[Stored items]
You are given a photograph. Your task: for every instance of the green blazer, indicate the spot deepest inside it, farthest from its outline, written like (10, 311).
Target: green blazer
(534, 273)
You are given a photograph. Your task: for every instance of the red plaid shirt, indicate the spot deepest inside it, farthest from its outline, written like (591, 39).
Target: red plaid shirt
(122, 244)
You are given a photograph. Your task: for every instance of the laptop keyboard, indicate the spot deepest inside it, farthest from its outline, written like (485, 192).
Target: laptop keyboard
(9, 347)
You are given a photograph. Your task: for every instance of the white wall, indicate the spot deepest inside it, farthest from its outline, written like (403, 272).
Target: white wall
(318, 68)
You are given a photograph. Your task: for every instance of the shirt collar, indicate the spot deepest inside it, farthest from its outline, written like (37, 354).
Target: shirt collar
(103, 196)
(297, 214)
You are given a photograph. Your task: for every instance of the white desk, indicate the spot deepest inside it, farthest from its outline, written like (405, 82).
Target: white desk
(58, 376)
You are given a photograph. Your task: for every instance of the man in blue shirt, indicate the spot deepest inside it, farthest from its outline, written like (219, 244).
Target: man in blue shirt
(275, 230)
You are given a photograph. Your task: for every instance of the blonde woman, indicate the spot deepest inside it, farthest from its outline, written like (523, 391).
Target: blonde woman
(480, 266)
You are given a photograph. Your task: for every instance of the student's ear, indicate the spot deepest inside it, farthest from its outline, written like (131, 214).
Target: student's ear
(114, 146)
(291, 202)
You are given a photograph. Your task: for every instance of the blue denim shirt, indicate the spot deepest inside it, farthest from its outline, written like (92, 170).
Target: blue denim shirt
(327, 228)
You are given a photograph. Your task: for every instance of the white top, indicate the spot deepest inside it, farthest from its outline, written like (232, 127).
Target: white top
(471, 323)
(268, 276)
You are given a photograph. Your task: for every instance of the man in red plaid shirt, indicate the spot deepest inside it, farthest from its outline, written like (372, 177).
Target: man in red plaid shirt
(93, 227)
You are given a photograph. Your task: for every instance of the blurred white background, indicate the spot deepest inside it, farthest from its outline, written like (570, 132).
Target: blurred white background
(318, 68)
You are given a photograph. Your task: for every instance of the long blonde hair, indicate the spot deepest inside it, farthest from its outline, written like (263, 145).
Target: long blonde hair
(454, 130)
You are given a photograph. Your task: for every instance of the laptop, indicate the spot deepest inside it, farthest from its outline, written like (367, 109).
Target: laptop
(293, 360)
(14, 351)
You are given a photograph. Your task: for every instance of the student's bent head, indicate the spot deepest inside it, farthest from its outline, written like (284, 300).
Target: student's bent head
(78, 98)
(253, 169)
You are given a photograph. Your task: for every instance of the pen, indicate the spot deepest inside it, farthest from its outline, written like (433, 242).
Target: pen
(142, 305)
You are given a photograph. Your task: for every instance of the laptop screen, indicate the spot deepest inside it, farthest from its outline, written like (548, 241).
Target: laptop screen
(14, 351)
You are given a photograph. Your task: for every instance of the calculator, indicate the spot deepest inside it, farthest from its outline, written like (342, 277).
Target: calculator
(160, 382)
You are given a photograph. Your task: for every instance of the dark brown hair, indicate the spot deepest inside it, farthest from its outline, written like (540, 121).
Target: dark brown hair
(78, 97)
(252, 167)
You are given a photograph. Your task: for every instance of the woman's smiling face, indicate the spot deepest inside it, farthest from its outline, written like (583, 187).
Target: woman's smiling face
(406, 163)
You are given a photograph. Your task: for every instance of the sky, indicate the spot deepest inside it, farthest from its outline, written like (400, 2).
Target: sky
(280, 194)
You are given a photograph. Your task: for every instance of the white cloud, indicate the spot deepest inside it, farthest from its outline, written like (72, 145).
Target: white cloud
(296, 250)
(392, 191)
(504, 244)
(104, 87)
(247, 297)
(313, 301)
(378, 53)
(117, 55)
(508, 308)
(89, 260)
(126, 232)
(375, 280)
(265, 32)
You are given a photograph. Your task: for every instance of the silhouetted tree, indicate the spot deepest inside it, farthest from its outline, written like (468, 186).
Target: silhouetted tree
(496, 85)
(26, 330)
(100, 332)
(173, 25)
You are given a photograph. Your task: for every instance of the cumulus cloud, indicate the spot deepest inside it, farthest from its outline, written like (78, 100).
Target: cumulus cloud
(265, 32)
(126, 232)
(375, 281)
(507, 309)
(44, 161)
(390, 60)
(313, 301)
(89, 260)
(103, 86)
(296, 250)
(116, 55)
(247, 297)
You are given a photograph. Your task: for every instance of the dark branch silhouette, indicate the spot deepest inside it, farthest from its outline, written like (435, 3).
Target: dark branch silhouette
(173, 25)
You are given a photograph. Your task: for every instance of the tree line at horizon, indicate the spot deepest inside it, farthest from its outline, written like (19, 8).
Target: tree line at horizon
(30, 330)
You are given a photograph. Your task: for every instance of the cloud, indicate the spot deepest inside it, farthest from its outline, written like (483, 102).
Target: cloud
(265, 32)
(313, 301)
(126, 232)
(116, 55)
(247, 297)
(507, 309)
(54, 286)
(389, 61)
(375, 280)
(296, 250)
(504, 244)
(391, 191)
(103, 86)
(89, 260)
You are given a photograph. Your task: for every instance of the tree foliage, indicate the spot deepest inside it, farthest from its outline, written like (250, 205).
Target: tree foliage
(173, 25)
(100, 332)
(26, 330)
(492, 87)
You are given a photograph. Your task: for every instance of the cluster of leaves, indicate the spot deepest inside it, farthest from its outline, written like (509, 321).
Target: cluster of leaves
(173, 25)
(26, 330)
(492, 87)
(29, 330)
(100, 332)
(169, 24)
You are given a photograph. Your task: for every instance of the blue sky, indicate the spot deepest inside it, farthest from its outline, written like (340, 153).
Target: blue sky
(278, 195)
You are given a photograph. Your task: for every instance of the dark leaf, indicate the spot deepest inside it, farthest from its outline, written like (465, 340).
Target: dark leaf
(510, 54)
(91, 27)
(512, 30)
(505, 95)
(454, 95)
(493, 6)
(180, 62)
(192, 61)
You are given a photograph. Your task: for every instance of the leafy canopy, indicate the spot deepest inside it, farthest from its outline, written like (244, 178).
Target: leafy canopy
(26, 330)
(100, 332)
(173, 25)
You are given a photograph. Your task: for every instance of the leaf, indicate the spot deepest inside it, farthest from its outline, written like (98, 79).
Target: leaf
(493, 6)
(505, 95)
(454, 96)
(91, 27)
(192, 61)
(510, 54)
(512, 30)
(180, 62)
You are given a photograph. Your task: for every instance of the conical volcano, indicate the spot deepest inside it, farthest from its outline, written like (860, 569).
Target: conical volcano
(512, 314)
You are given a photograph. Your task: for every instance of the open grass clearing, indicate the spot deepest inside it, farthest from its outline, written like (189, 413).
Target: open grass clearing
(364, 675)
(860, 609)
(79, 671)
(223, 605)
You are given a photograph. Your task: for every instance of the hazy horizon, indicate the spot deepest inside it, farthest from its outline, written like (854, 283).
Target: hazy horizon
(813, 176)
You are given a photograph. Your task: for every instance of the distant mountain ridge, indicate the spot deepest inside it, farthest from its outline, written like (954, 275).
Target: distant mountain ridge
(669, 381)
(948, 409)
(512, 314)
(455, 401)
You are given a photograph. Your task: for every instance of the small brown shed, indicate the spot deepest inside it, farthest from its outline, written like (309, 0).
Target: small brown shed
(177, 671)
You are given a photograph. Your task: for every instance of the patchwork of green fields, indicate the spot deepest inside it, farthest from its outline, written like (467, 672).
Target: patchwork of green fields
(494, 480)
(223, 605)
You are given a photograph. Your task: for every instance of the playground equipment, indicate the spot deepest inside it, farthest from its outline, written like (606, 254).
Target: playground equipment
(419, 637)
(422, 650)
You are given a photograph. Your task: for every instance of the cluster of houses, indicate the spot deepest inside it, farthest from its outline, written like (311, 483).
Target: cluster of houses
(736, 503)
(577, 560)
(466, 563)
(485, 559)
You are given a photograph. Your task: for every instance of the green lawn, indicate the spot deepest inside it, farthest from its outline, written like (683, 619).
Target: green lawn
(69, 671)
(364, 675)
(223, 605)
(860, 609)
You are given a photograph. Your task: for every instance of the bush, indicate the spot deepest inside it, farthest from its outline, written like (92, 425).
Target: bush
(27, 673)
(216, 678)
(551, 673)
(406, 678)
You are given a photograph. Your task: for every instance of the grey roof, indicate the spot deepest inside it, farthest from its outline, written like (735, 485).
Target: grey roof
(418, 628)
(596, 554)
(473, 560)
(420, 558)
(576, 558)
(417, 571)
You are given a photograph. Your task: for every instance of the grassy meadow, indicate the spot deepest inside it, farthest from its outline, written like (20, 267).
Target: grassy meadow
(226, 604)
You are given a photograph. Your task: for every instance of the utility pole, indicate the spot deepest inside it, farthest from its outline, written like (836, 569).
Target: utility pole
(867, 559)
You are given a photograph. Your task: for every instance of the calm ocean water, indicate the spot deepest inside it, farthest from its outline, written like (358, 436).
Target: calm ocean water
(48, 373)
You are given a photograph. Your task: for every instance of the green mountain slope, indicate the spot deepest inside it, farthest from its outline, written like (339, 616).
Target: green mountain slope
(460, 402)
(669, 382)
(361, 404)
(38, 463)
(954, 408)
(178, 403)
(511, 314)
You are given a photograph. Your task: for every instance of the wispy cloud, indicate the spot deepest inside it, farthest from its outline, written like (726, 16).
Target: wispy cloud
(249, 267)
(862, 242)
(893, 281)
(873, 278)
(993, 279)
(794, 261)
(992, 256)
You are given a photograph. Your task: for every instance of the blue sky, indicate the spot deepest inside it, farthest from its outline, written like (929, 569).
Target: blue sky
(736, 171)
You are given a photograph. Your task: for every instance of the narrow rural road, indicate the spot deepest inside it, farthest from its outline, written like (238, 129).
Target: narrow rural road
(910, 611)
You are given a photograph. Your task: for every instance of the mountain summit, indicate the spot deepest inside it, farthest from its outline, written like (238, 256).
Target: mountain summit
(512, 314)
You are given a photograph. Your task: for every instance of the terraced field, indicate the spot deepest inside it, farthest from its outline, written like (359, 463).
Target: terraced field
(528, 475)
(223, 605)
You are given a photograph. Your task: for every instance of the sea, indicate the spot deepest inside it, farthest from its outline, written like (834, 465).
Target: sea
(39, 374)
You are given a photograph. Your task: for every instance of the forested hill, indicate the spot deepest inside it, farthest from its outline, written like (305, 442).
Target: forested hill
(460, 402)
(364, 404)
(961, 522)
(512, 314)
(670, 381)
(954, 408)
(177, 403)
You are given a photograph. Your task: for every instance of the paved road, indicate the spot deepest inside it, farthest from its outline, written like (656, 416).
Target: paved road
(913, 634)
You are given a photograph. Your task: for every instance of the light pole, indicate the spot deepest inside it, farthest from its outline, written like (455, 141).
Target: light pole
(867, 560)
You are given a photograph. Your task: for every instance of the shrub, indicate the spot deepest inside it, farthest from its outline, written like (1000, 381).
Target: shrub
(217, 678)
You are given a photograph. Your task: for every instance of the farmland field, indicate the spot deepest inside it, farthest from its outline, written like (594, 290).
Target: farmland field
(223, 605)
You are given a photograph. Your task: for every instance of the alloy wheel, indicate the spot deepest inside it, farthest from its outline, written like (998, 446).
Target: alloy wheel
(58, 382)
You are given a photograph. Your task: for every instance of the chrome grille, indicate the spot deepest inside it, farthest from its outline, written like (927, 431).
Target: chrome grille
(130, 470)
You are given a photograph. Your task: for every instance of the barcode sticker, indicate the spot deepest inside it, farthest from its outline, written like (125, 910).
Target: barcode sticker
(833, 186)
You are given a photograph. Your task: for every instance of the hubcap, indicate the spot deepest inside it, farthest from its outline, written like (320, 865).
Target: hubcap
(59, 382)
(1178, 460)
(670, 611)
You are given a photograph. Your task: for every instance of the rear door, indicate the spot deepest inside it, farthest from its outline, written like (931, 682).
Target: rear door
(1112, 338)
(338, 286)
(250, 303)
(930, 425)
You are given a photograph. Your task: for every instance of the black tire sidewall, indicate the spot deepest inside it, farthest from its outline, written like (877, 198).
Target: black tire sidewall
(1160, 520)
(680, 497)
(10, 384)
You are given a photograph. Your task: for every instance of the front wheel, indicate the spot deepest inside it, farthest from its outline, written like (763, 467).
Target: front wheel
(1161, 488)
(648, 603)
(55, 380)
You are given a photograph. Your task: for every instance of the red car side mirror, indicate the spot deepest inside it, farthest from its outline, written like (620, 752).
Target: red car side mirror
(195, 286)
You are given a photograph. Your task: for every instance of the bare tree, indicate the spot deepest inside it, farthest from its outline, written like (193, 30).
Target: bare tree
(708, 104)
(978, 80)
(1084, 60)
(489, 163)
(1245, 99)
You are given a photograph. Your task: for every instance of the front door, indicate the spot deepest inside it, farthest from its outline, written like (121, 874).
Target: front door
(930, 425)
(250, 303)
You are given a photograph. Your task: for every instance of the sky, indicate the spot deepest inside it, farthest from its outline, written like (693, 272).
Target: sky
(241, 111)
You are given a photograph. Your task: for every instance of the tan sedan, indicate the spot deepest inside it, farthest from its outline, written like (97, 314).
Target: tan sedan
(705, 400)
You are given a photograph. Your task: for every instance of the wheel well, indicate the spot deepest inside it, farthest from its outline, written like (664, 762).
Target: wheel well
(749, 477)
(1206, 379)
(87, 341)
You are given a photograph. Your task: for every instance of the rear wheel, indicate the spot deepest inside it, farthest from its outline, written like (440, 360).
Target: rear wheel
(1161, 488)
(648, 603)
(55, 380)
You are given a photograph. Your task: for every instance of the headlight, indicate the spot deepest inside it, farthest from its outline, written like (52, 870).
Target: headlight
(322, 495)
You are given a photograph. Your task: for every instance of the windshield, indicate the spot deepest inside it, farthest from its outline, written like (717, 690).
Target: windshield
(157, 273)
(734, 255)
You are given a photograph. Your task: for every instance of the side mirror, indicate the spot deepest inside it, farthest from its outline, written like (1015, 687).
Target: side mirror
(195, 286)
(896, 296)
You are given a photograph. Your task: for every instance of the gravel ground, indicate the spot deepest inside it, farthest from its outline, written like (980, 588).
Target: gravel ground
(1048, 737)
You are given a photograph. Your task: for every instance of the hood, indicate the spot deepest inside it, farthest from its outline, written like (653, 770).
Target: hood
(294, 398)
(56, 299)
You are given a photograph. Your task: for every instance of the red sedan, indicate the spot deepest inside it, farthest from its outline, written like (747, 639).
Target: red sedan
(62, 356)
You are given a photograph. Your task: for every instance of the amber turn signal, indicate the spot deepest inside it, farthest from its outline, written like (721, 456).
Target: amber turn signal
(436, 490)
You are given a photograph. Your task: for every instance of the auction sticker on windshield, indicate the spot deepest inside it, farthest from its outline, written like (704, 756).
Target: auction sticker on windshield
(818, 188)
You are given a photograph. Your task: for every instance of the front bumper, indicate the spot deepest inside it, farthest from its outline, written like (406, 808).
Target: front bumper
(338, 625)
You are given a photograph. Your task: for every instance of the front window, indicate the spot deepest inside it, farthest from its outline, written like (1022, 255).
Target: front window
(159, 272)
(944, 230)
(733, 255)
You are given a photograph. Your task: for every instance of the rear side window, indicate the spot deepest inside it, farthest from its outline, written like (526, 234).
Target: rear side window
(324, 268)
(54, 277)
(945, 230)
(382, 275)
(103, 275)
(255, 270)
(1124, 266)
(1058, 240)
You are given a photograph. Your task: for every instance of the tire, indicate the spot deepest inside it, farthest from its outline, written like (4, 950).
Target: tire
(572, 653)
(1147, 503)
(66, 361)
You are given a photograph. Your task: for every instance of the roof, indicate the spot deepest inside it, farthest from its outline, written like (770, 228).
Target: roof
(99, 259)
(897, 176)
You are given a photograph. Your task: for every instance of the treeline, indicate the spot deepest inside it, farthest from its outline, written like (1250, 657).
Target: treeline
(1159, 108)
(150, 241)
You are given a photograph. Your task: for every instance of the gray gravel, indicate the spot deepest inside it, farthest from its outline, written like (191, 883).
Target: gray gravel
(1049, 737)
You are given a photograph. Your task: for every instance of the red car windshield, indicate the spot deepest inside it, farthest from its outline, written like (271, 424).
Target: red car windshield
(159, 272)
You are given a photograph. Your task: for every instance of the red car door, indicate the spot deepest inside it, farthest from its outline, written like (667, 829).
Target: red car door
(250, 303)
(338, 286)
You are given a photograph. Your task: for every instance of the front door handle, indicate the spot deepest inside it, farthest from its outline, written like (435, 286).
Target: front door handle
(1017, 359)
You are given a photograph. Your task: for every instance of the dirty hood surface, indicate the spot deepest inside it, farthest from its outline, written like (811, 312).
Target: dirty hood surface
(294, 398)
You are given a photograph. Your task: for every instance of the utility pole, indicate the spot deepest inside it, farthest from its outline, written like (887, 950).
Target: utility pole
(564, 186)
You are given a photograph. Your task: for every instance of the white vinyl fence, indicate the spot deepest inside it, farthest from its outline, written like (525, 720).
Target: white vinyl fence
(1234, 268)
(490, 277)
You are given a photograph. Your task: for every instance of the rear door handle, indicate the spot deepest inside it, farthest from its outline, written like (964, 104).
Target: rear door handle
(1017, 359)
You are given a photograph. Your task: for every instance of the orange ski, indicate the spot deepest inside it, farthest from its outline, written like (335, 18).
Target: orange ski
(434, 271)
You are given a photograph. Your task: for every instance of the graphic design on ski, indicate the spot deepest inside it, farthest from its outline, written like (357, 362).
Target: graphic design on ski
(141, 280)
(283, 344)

Stated goal:
Only the lines from the one that contains "like (964, 104)." to the end of the entries above should be given again, exactly and in full.

Exercise solution:
You are given a photograph. Your task: for every instance of the rear door handle, indicate the spot deepest inside it, farthest from its outline, written like (964, 104).
Target: rear door handle
(1017, 359)
You are given a photograph. Your task: for every instance of the orange ski, indicate the spot deepest inside it, farthest from its outline, written like (335, 18).
Target: orange ski
(434, 271)
You are given a photograph. Your task: for every instance of the graphic design on ski, indicate the spot deepest inside it, farthest from its outline, written like (357, 362).
Target: graphic design on ski
(141, 280)
(283, 344)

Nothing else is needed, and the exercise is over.